# Goal of the exercise
Restate the listing exactly.

--------------------------------------------------

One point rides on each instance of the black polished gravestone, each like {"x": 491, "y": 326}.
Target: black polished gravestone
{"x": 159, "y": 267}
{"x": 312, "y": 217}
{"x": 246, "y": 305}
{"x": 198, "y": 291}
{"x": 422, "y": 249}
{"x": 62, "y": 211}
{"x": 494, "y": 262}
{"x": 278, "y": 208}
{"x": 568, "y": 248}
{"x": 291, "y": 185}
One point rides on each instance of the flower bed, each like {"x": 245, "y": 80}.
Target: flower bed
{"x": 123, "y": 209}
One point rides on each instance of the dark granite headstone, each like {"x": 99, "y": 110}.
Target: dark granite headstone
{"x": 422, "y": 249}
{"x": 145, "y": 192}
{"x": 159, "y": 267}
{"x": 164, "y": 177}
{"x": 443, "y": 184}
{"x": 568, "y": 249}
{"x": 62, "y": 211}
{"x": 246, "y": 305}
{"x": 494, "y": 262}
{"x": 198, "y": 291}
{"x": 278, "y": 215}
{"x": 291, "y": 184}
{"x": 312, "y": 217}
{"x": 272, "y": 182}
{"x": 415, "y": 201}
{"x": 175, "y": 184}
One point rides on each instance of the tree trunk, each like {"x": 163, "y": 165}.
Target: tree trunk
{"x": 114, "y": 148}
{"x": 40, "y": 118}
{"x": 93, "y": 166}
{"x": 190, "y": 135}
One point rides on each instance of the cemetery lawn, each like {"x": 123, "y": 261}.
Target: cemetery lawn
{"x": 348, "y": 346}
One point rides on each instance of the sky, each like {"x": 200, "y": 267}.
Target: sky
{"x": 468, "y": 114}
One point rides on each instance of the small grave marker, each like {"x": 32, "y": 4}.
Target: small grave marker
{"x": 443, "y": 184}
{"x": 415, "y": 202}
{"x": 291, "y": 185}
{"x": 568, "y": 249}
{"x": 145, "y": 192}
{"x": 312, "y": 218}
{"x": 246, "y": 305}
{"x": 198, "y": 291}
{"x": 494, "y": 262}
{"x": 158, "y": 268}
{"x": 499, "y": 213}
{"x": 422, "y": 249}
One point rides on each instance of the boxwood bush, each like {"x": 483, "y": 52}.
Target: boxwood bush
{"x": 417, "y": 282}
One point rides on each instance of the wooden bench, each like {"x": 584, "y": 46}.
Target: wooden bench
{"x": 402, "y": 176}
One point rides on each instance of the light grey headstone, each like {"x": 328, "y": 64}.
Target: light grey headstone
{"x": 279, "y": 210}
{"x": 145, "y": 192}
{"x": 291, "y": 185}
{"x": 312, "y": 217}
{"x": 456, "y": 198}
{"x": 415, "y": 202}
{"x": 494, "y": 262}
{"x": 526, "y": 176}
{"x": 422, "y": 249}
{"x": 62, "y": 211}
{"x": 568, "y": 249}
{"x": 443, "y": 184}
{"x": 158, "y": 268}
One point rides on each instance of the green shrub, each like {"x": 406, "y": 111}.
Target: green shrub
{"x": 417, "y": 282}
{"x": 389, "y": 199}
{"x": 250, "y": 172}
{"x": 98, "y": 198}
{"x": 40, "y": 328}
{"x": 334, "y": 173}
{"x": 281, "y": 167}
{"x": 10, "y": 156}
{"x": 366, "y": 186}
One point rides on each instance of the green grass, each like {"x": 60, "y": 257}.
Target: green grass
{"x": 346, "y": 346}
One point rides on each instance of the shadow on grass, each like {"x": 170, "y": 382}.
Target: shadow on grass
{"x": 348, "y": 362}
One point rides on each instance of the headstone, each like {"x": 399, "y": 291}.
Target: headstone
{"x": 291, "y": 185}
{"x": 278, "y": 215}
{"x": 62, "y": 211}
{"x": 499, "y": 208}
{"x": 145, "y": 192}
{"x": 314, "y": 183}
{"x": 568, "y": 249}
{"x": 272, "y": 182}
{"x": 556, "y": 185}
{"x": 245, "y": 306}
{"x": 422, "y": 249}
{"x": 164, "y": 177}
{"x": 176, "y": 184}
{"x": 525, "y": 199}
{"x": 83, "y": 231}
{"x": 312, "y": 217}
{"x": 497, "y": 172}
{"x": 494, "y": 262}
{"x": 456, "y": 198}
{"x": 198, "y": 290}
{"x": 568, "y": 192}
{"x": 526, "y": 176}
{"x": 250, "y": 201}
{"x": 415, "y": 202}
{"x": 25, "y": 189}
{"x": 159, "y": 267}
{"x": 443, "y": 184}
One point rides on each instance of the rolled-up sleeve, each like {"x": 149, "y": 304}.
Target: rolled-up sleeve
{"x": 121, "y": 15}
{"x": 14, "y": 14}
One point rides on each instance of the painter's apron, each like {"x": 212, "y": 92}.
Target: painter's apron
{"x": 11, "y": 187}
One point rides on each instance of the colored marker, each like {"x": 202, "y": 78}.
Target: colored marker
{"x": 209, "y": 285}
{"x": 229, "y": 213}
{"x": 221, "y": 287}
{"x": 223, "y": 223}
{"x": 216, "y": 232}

--------------------------------------------------

# Answer for this exercise
One point rides on each instance of the black polished gravestone, each like {"x": 491, "y": 326}.
Target: black polished gravestone
{"x": 159, "y": 267}
{"x": 312, "y": 217}
{"x": 246, "y": 305}
{"x": 198, "y": 291}
{"x": 422, "y": 249}
{"x": 62, "y": 211}
{"x": 494, "y": 262}
{"x": 278, "y": 208}
{"x": 568, "y": 248}
{"x": 291, "y": 185}
One point rides on each instance of the flower bed, each like {"x": 245, "y": 80}.
Target: flower bed
{"x": 123, "y": 209}
One point rides on each instance of the dark granite headstone, each like {"x": 99, "y": 110}.
Target: dark granite headstone
{"x": 422, "y": 249}
{"x": 145, "y": 192}
{"x": 159, "y": 267}
{"x": 164, "y": 177}
{"x": 443, "y": 184}
{"x": 568, "y": 249}
{"x": 62, "y": 211}
{"x": 246, "y": 305}
{"x": 494, "y": 262}
{"x": 198, "y": 291}
{"x": 278, "y": 215}
{"x": 291, "y": 184}
{"x": 312, "y": 217}
{"x": 272, "y": 182}
{"x": 415, "y": 201}
{"x": 175, "y": 184}
One point rides on each instance of the tree trunk, each like {"x": 163, "y": 165}.
Target: tree trunk
{"x": 114, "y": 148}
{"x": 40, "y": 118}
{"x": 93, "y": 166}
{"x": 190, "y": 135}
One point rides on each instance of the cemetery lawn, each like {"x": 123, "y": 261}.
Target: cemetery lawn
{"x": 348, "y": 346}
One point rides on each instance of the sky, each like {"x": 200, "y": 267}.
Target: sky
{"x": 468, "y": 114}
One point rides on each instance of the small grave marker, each like {"x": 32, "y": 4}.
Target: small grave marker
{"x": 443, "y": 184}
{"x": 415, "y": 202}
{"x": 291, "y": 185}
{"x": 568, "y": 249}
{"x": 145, "y": 192}
{"x": 312, "y": 218}
{"x": 246, "y": 305}
{"x": 198, "y": 291}
{"x": 494, "y": 262}
{"x": 158, "y": 268}
{"x": 499, "y": 213}
{"x": 422, "y": 249}
One point rides on each instance of the boxwood bush, each like {"x": 483, "y": 52}.
Target: boxwood bush
{"x": 417, "y": 282}
One point rides on each instance of the wooden bench, each like {"x": 584, "y": 46}.
Target: wooden bench
{"x": 402, "y": 176}
One point rides on each instance of the light grey headstone, each like {"x": 328, "y": 64}.
Target: light grey headstone
{"x": 279, "y": 210}
{"x": 145, "y": 192}
{"x": 291, "y": 185}
{"x": 312, "y": 217}
{"x": 456, "y": 198}
{"x": 415, "y": 202}
{"x": 494, "y": 262}
{"x": 526, "y": 176}
{"x": 422, "y": 249}
{"x": 62, "y": 211}
{"x": 568, "y": 249}
{"x": 443, "y": 184}
{"x": 158, "y": 268}
One point rides on each instance of the green shrub, each like {"x": 406, "y": 111}.
Target: green shrub
{"x": 417, "y": 282}
{"x": 389, "y": 199}
{"x": 250, "y": 172}
{"x": 98, "y": 198}
{"x": 40, "y": 328}
{"x": 334, "y": 173}
{"x": 281, "y": 167}
{"x": 10, "y": 156}
{"x": 366, "y": 186}
One point rides on each instance of the green grass, each like {"x": 60, "y": 257}.
Target: green grass
{"x": 346, "y": 346}
One point rides on each instance of the shadow on grass, each like {"x": 170, "y": 382}.
Target: shadow on grass
{"x": 348, "y": 362}
One point rides on each instance of the headstone, each like {"x": 399, "y": 291}.
Target: headstone
{"x": 291, "y": 185}
{"x": 278, "y": 215}
{"x": 62, "y": 211}
{"x": 499, "y": 208}
{"x": 145, "y": 192}
{"x": 314, "y": 183}
{"x": 568, "y": 249}
{"x": 272, "y": 182}
{"x": 556, "y": 185}
{"x": 245, "y": 306}
{"x": 422, "y": 249}
{"x": 164, "y": 177}
{"x": 176, "y": 184}
{"x": 525, "y": 199}
{"x": 83, "y": 231}
{"x": 312, "y": 217}
{"x": 497, "y": 172}
{"x": 494, "y": 262}
{"x": 456, "y": 198}
{"x": 198, "y": 290}
{"x": 568, "y": 192}
{"x": 526, "y": 176}
{"x": 250, "y": 201}
{"x": 415, "y": 202}
{"x": 25, "y": 189}
{"x": 159, "y": 267}
{"x": 443, "y": 184}
One point rides on each instance of the rolled-up sleeve, each like {"x": 149, "y": 304}.
Target: rolled-up sleeve
{"x": 121, "y": 15}
{"x": 14, "y": 14}
One point rides on each instance of the painter's apron, each like {"x": 212, "y": 92}.
Target: painter's apron
{"x": 11, "y": 187}
One point rides on each instance of the colored marker, each like {"x": 202, "y": 78}.
Target: colored marker
{"x": 209, "y": 285}
{"x": 229, "y": 213}
{"x": 221, "y": 287}
{"x": 223, "y": 223}
{"x": 216, "y": 232}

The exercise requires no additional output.